Text:
There are times when you know that something will become a snapshot in your memory. A moment of profound clarity that will forever be with you.
When you first hear the news that her son, that baby, that toddler, that gawky teenager, that wonderful, grounded young man, has been taken.
When you walk in the house and see her and feel that moment of relief because she’s there, in the circle of women. Those women, who have all been in many circles with her over the years.
You see how the women grieve. Always touching, tears flowing freely, hands held, hair stroked back. The one who presses a mug of soup into her hand. They sit close, so close the circle is closed.
The men grieve just as deeply. But they hover in the periphery, helpless. This is something they can’t fix. So they wait, and watch their women for the moment there is something they can do. A table to put up for all the food. A fire to be started outside. To step in and hold someone when needed. To talk in low voices out on the porch, to look up at the mountains so no one will see their tears.
Except for the middle child. Now the oldest child. He comes to the circle of women and is enfolded. The youngest, still the youngest, moves through the fringe, seeks solitude, and then they, too, come to the circle.

Provided records:
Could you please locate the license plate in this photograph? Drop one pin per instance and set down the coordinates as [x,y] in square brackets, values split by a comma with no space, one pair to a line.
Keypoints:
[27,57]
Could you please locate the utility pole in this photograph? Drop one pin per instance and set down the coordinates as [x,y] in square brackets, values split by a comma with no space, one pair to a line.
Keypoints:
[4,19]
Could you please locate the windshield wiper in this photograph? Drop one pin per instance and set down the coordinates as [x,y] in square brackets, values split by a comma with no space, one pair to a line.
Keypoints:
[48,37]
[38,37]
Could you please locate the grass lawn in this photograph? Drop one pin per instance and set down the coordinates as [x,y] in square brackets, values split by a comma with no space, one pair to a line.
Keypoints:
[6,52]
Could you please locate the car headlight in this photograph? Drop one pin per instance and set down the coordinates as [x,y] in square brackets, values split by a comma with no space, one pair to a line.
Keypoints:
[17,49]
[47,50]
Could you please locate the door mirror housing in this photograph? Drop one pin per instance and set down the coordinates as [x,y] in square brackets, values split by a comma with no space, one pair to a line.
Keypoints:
==
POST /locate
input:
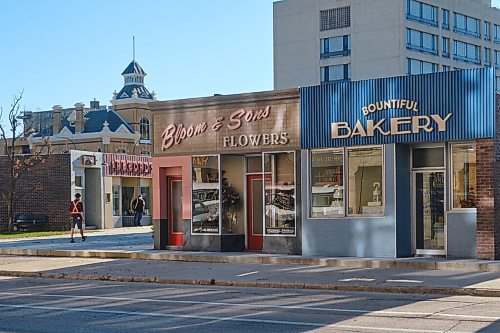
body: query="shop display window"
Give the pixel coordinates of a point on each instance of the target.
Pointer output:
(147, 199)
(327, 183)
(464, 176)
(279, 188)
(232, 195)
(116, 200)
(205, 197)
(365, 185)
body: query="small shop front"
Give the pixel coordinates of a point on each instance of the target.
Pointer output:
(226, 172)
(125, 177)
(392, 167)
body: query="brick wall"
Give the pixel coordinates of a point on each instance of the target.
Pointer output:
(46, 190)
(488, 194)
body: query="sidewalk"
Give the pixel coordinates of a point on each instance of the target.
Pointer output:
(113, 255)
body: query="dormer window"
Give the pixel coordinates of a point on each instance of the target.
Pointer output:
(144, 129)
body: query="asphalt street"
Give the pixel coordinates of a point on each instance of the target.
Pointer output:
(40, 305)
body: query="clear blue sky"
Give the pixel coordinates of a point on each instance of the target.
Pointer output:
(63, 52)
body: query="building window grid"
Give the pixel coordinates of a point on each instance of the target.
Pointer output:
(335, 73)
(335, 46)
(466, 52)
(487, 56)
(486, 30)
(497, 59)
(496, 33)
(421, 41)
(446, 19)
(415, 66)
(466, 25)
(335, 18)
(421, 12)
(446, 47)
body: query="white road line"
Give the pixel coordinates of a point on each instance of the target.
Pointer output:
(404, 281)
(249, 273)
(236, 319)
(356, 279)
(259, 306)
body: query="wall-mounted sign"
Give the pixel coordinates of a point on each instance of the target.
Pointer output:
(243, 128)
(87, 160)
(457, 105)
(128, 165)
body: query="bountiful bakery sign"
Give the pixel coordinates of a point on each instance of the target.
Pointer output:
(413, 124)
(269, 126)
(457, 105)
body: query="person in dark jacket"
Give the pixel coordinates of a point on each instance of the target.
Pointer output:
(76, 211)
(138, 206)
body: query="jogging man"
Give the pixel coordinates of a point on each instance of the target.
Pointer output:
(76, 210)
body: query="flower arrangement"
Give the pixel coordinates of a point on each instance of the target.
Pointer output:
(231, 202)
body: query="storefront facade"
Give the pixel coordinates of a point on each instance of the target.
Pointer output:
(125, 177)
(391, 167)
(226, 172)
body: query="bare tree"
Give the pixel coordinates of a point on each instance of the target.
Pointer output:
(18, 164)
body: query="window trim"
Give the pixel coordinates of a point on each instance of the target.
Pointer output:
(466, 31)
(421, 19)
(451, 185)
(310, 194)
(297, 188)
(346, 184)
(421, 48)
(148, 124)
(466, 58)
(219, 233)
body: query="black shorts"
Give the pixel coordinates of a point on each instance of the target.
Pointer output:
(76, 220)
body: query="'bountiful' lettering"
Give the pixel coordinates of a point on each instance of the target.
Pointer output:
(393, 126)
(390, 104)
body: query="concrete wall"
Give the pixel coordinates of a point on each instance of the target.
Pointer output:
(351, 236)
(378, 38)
==
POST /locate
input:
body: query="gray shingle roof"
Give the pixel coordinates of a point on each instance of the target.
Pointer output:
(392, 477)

What you need to do:
- a) In the text about grief, list the stages of life used to describe her son at the moment the news comes.
- b) According to the text about grief, where do the men talk in low voices?
- c) Write the next part of the text about grief, picking up after its final sentence.
The lines above are separate material with no connection to the text about grief.

Responses for each task:
- a) baby, toddler, gawky teenager, wonderful grounded young man

- b) Out on the porch.

- c)
That moment when she’s talking, and then goes still, her gaze inward. What does she see? That moment when she first felt him move, first knew those cells were her child? His first smile? The last moment she spoke to him, not knowing it was the last?
That moment when they are talking about the need to go to the funeral home to see him. This woman, this strong earth mother, who has rescued strangers from the river, who knows what to expect. And she says, ‘the river was kind to him’.
The river took him for its own, but in the end was kind in its taking.
And now he goes where none of us can yet follow, into river and wind and mountains.
Last night the tiny town lit candles so he could find his way home.
We step forward into a life we never expected, finding a path we don’t want to follow. But we form circles. We hug. We touch. We sob so deep it becomes the moan of the wind. And we never forget.
We just grieve and grieve and grieve into our rivers.